■ **Problem to solve**
Give the lines again exactly, from the one holding "Identify any visible house roof." to the last line of the listing below, both ends included and nothing added.

■ **Material supplied**
=-=-=

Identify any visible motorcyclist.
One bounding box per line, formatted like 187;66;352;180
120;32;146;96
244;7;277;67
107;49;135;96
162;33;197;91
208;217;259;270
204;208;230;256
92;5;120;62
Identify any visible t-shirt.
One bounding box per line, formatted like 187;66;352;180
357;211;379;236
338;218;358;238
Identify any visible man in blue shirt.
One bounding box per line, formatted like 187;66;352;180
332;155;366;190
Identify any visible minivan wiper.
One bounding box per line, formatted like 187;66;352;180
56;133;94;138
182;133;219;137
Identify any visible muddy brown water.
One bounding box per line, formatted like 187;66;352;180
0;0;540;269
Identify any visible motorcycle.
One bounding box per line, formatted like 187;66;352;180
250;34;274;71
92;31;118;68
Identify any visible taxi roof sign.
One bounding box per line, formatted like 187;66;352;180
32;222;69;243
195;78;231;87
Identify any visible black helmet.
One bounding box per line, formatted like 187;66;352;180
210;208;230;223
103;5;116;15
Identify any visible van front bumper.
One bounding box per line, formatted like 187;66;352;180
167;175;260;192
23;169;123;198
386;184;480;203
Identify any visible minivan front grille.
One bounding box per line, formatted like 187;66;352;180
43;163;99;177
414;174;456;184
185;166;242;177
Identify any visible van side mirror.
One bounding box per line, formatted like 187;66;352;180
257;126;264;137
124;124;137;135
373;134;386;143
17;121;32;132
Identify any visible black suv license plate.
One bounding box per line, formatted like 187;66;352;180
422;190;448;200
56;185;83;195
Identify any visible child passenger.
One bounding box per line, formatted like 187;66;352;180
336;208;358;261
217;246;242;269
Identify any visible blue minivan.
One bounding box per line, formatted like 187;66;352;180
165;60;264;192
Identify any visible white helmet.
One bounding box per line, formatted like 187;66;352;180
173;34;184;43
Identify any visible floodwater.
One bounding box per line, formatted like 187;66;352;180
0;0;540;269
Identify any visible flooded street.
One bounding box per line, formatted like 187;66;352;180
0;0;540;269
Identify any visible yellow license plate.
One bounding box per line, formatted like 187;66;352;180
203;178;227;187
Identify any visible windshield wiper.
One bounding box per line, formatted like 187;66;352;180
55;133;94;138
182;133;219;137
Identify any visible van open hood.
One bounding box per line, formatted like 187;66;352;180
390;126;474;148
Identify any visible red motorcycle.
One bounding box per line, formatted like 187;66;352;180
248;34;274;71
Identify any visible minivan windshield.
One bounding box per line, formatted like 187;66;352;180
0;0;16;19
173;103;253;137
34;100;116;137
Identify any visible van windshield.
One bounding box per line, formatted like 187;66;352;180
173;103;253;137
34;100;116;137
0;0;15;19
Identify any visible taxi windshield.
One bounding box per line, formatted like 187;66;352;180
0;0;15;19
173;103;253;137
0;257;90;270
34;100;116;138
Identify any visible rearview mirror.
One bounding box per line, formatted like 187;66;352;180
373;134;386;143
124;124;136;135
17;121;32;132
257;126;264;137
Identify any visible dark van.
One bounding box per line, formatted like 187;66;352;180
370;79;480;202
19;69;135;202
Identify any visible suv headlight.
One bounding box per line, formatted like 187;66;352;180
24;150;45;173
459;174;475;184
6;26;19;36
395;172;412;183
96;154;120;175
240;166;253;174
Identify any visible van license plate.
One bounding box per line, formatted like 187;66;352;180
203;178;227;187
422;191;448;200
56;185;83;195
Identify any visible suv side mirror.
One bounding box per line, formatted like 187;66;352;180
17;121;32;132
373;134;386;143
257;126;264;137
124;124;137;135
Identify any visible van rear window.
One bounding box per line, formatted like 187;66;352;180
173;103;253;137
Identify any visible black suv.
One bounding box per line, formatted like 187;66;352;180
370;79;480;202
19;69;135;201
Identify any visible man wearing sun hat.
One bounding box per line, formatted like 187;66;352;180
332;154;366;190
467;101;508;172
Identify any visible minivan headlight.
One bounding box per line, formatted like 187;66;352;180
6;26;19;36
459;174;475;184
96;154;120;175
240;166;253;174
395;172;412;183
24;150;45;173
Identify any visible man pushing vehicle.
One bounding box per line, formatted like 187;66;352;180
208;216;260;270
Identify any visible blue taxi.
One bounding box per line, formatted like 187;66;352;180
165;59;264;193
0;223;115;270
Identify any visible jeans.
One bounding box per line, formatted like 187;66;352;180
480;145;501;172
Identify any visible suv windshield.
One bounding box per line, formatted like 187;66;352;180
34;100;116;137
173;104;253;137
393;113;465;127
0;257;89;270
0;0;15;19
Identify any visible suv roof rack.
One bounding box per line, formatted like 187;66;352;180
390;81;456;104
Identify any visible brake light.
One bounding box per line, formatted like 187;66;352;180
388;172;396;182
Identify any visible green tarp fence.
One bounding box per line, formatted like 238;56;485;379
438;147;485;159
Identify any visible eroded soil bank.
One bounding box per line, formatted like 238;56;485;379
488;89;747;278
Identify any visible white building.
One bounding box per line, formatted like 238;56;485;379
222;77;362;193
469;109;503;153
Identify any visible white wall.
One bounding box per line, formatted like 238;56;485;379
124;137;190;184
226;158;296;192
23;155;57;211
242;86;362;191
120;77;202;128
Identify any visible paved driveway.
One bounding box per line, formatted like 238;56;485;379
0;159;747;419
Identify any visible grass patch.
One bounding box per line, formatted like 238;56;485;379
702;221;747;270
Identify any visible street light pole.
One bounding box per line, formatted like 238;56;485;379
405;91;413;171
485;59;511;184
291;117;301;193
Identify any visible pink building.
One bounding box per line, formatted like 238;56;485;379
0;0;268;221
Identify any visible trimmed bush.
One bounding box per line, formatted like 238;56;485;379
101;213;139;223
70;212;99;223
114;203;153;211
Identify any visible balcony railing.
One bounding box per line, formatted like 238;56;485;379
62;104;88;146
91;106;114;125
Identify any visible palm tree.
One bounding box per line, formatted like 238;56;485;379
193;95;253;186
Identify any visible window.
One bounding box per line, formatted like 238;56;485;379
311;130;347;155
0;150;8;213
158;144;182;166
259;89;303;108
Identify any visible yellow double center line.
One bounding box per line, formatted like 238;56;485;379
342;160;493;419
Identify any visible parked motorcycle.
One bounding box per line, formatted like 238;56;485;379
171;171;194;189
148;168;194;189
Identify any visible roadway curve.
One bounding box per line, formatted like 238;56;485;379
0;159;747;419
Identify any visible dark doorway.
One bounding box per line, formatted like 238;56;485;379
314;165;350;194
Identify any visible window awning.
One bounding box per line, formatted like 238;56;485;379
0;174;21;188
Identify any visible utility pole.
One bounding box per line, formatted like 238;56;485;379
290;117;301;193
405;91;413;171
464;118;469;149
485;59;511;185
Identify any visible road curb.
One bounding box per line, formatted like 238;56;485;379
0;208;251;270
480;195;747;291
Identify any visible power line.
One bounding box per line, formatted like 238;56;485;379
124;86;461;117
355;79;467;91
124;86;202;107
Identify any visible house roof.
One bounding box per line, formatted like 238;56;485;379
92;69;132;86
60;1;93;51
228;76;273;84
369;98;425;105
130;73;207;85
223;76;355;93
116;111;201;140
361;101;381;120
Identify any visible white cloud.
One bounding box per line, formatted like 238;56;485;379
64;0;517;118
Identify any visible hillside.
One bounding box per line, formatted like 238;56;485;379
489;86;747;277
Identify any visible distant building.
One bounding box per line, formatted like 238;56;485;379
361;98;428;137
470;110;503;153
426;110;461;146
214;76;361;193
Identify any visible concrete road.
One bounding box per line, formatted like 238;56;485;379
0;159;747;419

=-=-=

■ **Output**
Identify any visible house roof.
One bounding box per line, formatted like 238;56;485;379
92;69;132;86
60;1;93;51
228;76;273;84
369;98;425;105
130;73;207;85
223;76;355;93
116;111;201;140
361;101;381;120
Identify any visible white cloud.
One bounding box per line, formatted like 238;56;485;379
64;0;517;118
Identify any visible hillside.
One bounding box per line, formatted like 238;56;485;379
489;86;747;277
Identify any visible distant building.
One bounding box per line, formatted like 238;56;485;379
361;98;428;137
470;110;503;153
426;110;461;146
214;76;361;193
Identify any visible concrete road.
One bounding box per line, formatted like 238;56;485;379
0;159;747;419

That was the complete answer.